» **Objectif de l'exercice**: Modifiez les enregistrements ci-dessous en remplaçant partout "bounding box" par "enclosing box", sans rien changer d'autre.

» **Enregistrements fournis**:
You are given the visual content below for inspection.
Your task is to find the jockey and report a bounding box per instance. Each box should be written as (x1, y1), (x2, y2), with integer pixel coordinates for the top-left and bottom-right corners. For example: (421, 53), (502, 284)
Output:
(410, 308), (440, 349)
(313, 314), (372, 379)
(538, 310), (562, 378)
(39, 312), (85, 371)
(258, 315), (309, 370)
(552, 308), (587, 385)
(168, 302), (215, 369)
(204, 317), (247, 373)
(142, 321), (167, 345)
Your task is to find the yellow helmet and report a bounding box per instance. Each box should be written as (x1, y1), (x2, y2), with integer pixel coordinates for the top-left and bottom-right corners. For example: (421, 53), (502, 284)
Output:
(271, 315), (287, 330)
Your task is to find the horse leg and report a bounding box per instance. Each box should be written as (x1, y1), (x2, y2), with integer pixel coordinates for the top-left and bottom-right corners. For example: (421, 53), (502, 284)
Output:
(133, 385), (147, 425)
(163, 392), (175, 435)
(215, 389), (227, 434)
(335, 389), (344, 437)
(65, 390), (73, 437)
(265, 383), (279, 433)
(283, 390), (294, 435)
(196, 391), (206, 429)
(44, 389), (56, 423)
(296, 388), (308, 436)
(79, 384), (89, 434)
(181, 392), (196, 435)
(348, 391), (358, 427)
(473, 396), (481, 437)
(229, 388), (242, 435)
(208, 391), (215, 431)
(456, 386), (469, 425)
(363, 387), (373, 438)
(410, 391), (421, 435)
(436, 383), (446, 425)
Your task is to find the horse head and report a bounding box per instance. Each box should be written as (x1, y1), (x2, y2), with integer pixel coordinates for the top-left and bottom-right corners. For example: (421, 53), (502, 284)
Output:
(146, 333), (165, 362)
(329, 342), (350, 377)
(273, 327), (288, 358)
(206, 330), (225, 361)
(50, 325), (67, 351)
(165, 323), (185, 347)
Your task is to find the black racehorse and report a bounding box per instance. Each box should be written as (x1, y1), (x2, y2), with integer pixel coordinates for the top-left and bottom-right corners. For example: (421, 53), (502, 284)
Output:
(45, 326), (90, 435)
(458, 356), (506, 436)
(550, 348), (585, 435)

» **Solution**:
You are given the visual content below for inspection.
Your task is to find the jockey and report a enclosing box per instance. Each box should be written as (x1, y1), (x2, y2), with integer pixel coordinates for the top-left and bottom-right corners. For example: (421, 53), (502, 284)
Output:
(410, 308), (440, 349)
(313, 314), (372, 379)
(538, 310), (562, 378)
(39, 312), (85, 371)
(258, 315), (309, 370)
(552, 308), (587, 385)
(168, 302), (215, 369)
(204, 317), (247, 373)
(142, 321), (167, 345)
Your task is to find the yellow helmet and report a enclosing box per instance. Each box should be written as (x1, y1), (x2, y2), with integer pixel coordinates for the top-left and bottom-right corners. For example: (421, 53), (502, 284)
Output:
(271, 315), (287, 330)
Your task is to find the horse leg and report a enclosing box per instance. Each box should be written as (x1, y1), (x2, y2), with integer pixel coordinates for the top-left and bottom-right corners. For example: (421, 53), (502, 284)
Output:
(133, 385), (147, 425)
(163, 392), (175, 435)
(215, 389), (227, 434)
(335, 389), (344, 437)
(65, 390), (73, 437)
(265, 383), (279, 433)
(283, 390), (294, 435)
(196, 391), (206, 429)
(44, 389), (56, 423)
(296, 388), (308, 436)
(79, 384), (89, 434)
(181, 392), (196, 435)
(348, 391), (358, 427)
(473, 396), (481, 437)
(229, 388), (242, 435)
(208, 391), (215, 431)
(456, 386), (469, 425)
(363, 387), (373, 438)
(410, 391), (421, 435)
(436, 383), (446, 425)
Your task is to find the horse head and report a enclosing box per instance. Each box should be written as (x1, y1), (x2, y2), with integer pixel coordinates for the top-left and bottom-right corners. For example: (421, 53), (502, 284)
Output:
(146, 333), (165, 362)
(329, 342), (350, 377)
(273, 327), (288, 358)
(206, 330), (225, 361)
(50, 325), (67, 351)
(165, 323), (185, 347)
Your task is to find the black racehorse and report a enclosing box per instance. Each box should be written as (x1, y1), (x2, y2), with integer pixel coordinates for the top-left and bottom-right corners. For example: (421, 53), (502, 284)
Output:
(45, 326), (90, 435)
(458, 356), (506, 436)
(550, 348), (585, 435)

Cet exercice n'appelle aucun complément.